» Description of the task
Please write out, exactly as they appear, the line containing "Phrase: cobblestone pavement" and every line after it to the end of the records, and nothing more.

» Supplied entries
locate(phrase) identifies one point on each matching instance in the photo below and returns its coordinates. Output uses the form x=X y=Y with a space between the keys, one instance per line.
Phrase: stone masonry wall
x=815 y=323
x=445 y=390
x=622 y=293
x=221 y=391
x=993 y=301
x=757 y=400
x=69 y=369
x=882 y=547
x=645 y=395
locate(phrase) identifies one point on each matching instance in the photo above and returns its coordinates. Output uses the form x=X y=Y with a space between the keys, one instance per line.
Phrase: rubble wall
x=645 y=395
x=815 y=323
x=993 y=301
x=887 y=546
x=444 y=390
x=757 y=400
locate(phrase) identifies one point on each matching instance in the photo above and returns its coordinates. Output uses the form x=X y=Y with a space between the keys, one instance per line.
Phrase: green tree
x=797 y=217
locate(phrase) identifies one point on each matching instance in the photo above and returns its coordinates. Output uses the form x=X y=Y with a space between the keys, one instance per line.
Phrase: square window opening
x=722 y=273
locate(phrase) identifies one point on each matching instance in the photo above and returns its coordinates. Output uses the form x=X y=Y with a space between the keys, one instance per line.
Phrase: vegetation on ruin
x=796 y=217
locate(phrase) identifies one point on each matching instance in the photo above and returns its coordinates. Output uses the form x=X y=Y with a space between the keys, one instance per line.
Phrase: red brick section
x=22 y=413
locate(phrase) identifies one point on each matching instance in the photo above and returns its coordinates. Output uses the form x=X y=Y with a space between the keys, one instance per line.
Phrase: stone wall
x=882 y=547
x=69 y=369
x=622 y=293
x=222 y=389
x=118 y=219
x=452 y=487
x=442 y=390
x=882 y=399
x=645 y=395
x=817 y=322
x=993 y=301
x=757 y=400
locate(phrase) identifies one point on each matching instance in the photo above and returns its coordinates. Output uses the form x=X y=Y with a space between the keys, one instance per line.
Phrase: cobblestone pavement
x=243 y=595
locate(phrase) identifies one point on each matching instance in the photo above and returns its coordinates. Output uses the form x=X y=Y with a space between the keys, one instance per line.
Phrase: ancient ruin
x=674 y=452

» Expected output
Phrase: cobblestone pavement
x=243 y=595
locate(phrase) identifies one point on each matching instance in the photo above and returns its coordinates. Output uses the form x=X y=Y with a space between the keys, one instance per line.
Phrase: ancient ruin
x=674 y=452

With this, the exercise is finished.